• WORK TO DO:
Edit the items from the start through the line containing "x=881, y=146", inclusive, so that each "Annotate" reads "Mark" and everything else stays the same.

• Records of labeled points:
<<<<
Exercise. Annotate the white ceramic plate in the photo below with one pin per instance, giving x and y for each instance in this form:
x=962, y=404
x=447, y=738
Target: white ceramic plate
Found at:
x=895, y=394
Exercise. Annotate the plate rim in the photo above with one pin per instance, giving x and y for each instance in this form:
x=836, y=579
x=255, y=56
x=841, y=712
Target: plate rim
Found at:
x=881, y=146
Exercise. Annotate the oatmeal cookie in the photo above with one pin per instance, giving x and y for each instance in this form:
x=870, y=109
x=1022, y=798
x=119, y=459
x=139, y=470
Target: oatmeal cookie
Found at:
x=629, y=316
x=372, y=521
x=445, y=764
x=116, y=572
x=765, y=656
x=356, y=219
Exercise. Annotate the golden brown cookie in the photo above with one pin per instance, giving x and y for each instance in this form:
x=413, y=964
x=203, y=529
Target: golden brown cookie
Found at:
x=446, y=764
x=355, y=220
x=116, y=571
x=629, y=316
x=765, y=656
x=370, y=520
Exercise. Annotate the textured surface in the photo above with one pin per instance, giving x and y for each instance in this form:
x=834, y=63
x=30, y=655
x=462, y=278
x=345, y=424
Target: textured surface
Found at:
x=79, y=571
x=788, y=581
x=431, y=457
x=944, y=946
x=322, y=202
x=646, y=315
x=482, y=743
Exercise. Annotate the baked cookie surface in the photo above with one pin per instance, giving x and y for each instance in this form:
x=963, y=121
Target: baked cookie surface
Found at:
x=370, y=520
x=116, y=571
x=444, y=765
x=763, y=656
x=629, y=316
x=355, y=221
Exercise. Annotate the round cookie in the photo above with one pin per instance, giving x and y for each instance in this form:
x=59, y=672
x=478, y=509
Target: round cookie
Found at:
>>>>
• COMPLETED TASK:
Exercise. Mark the white ceramic plate in the photo below with one pin per instance, giving x and y for each instance in this form:
x=962, y=404
x=447, y=738
Target: white ceramic plate
Found at:
x=895, y=394
Exercise. Mark the plate rim in the photo above with one pin per instance, giving x and y for each instance in this form:
x=836, y=579
x=255, y=56
x=841, y=712
Target: plate rim
Found at:
x=881, y=146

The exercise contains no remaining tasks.